::: Exercise input
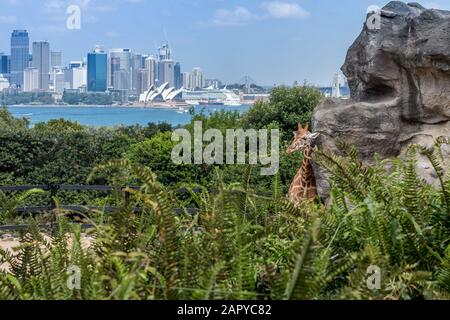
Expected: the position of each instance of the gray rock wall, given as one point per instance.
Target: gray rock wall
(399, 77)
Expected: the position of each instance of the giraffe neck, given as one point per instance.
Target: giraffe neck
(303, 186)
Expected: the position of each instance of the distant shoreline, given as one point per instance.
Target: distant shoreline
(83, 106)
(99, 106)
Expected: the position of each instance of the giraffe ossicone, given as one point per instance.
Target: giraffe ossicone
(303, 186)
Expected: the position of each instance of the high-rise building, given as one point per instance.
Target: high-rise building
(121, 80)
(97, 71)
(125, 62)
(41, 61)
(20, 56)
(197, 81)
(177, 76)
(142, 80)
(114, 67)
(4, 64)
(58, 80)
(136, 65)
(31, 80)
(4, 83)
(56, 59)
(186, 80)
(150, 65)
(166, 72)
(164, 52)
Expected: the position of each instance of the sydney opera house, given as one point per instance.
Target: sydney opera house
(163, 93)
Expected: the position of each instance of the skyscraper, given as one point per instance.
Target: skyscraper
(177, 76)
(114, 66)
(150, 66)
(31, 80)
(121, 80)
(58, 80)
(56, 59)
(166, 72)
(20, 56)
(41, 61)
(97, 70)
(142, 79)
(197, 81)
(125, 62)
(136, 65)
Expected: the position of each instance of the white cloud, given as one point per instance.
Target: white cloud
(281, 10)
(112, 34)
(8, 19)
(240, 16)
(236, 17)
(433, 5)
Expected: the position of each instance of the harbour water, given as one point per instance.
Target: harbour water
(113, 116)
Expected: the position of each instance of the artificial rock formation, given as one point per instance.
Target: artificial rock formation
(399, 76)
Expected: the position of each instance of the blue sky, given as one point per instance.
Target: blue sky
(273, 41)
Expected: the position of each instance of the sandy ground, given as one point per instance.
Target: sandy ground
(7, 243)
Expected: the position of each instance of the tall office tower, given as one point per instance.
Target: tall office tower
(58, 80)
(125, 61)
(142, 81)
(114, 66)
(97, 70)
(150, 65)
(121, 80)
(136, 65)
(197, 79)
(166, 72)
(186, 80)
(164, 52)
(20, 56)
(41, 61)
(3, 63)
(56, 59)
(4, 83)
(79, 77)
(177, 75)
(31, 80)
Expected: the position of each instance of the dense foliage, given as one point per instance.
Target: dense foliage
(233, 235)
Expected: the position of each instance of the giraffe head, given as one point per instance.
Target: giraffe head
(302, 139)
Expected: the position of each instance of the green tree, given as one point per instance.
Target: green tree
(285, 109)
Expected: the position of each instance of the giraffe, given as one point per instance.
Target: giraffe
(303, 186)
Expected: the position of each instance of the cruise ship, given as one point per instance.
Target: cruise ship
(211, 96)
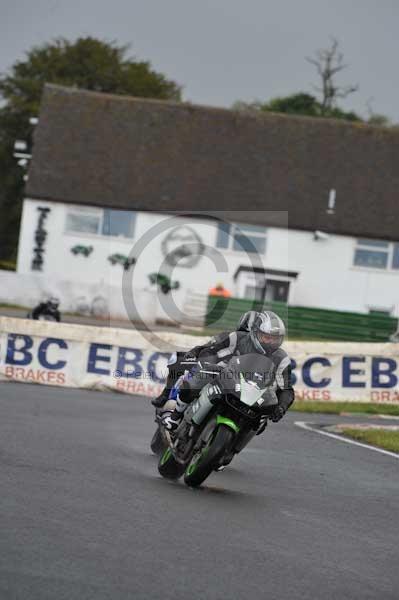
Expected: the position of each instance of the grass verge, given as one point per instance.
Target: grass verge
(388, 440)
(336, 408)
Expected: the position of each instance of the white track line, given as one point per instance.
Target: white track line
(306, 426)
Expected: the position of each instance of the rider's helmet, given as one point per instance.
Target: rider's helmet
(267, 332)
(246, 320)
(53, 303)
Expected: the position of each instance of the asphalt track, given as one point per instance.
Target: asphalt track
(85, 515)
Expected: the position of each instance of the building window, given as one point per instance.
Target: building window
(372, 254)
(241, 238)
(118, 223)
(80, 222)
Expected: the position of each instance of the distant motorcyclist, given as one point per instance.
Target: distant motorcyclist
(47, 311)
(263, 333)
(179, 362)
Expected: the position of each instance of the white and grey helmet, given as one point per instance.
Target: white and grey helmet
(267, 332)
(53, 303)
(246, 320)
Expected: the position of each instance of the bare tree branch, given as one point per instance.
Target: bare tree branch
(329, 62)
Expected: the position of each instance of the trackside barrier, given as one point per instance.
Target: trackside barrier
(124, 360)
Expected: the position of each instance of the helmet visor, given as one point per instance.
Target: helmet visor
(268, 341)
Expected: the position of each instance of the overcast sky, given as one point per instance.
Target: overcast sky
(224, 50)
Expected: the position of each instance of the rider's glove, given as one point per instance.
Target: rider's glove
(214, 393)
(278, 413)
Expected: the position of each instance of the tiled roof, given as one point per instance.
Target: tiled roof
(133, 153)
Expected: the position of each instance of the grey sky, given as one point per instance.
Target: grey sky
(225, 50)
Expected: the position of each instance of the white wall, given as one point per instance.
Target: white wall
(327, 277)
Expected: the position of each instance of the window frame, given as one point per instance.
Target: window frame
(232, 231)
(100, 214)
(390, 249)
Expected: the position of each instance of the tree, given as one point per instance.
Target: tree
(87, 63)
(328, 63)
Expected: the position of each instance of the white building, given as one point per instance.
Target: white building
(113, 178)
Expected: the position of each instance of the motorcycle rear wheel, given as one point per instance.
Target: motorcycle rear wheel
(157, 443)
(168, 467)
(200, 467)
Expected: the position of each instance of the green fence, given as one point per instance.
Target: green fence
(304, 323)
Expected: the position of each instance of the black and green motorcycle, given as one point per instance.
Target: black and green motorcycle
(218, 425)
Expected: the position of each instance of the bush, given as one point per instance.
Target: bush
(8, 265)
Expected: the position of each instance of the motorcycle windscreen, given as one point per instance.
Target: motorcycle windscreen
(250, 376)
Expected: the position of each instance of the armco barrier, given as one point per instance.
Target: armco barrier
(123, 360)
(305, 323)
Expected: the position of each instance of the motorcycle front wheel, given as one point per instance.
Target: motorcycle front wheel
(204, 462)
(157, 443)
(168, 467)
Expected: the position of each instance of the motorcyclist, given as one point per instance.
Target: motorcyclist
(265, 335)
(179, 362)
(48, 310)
::::::
§ **Work request**
Repeat, exactly and in full, each line from the start of the data to the line that contains "Expected: the position of each instance of the skyscraper, given". Pictures do not go in.

§ **Result**
Expected: the position of each instance of the gray rock wall, given as one point per instance.
Target: gray rock wall
(399, 77)
Expected: the position of each instance of the giraffe neck, given as one point per instance.
Target: giraffe neck
(303, 186)
Expected: the position of each instance of the distant shoreline, given as one point per instance.
Target: distant shoreline
(83, 106)
(99, 106)
Expected: the position of each instance of the giraffe ossicone, given as one point per instance.
Target: giraffe ossicone
(303, 186)
Expected: the position of each instance of the high-rise building, given as one point per instance.
Target: high-rise building
(121, 80)
(97, 71)
(125, 62)
(41, 61)
(20, 56)
(197, 81)
(177, 76)
(142, 80)
(114, 67)
(4, 64)
(58, 80)
(136, 65)
(31, 80)
(4, 83)
(56, 59)
(186, 80)
(150, 65)
(166, 72)
(164, 52)
Expected: the position of each instance of the sydney opera house, given as one point per instance.
Target: sydney opera house
(163, 93)
Expected: the position of each instance of the skyscraper, given as one point per instance.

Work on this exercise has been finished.